Extract ::
** START **
POS of numbers with % and º

@tiff @jaumeortola

Hello!

As you noticed, I have been fixing tons of false positives in the Portuguese number agreement rules.

This morning I made some tests with % and º and I failed because the morphologic tool on-line:
https://community.languagetool.org/analysis/index?lang=pt
states that they are nouns.

So, if I type there 25% or 10º the morphologic tool claims that each one is a noun and doesn’t separate the symbols.

Is there a way of making the separation work?

I need it to fix rules that will deal with:

O arquipélago situa-se no nordeste do Oceano Atlântico entre os 36º e os 43º de latitude Norte e os 25º e os 31º de longitude Oeste.

A ancestralidade africana foi de 80,4%, a europeia 10,8% e a indígena 8,8%.
** END **
Aim of the task :: Continue the forum post above about tagging numbers with % and º, picking up after its last sentence. The items have no connection to the forum post about tagging numbers with % and º.

Extracted records ::
** START **
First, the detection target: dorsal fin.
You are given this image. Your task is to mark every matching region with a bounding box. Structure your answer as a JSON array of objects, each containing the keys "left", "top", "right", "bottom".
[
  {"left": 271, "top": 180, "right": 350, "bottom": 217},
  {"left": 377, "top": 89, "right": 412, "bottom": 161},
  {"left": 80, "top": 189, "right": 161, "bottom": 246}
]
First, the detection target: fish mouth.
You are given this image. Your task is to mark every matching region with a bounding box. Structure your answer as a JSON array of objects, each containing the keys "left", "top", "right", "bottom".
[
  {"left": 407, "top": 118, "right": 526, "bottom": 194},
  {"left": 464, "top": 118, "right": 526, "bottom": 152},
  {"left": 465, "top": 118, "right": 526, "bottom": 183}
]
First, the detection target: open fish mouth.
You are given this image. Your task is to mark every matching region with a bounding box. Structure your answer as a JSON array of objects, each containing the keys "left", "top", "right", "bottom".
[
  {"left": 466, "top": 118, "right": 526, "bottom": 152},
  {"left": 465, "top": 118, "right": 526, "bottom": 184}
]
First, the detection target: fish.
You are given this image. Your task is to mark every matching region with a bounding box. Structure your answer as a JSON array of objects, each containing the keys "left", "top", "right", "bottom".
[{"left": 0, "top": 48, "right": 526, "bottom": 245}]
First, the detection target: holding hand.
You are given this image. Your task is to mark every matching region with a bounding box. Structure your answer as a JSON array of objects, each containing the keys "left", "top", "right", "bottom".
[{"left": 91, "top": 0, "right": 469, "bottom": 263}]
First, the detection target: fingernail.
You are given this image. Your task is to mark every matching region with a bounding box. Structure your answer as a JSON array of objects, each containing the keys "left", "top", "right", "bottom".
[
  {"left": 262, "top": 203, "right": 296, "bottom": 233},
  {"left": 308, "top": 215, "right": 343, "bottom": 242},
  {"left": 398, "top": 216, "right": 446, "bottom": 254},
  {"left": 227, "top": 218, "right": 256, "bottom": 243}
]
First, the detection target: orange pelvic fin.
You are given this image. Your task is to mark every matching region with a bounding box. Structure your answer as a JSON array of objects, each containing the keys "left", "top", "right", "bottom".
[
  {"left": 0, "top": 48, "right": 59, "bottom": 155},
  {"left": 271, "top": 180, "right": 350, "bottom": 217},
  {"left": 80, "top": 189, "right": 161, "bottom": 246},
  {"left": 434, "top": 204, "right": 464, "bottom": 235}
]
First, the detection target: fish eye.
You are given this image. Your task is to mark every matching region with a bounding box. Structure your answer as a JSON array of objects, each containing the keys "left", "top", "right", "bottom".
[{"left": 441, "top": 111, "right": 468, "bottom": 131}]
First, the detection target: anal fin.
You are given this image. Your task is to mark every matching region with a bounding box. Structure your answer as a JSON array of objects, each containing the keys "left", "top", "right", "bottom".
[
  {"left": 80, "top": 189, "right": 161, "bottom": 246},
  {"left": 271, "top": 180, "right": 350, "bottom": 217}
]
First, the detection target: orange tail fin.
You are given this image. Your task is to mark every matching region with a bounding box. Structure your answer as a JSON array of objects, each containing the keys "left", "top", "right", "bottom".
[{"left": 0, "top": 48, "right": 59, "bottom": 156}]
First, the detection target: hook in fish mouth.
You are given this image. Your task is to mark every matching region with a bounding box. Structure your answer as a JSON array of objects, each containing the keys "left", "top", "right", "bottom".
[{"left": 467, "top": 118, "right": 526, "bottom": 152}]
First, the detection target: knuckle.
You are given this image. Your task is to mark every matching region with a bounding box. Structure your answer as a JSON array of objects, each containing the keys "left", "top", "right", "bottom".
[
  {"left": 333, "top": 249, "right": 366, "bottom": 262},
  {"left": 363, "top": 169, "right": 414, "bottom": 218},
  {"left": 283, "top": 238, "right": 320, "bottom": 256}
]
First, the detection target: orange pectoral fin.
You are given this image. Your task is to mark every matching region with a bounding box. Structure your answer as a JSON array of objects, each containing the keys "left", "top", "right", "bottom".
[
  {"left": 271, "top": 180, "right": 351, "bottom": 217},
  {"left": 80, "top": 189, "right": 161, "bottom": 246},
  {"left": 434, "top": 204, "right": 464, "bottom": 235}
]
** END **
Right answer ::
Thanks

There are two ways to handle this:

  1. split the number and the sign in word tokenizer
  2. leave it joined and update the tagger to tag it as a number
    In Ukrainian module we do the 2nd approach (this allows the rules that react to numbers to also react to percent and degree with no additional logic)

How do I do 1) ?

Thanks!

Or 2)

You could do this in the disambiguator. Use a regexp for the special chars, remove the postag and/or add the new one. It is in the disambiguator wiki how to exactly

Ahhh… thank you, I have found out how to do it.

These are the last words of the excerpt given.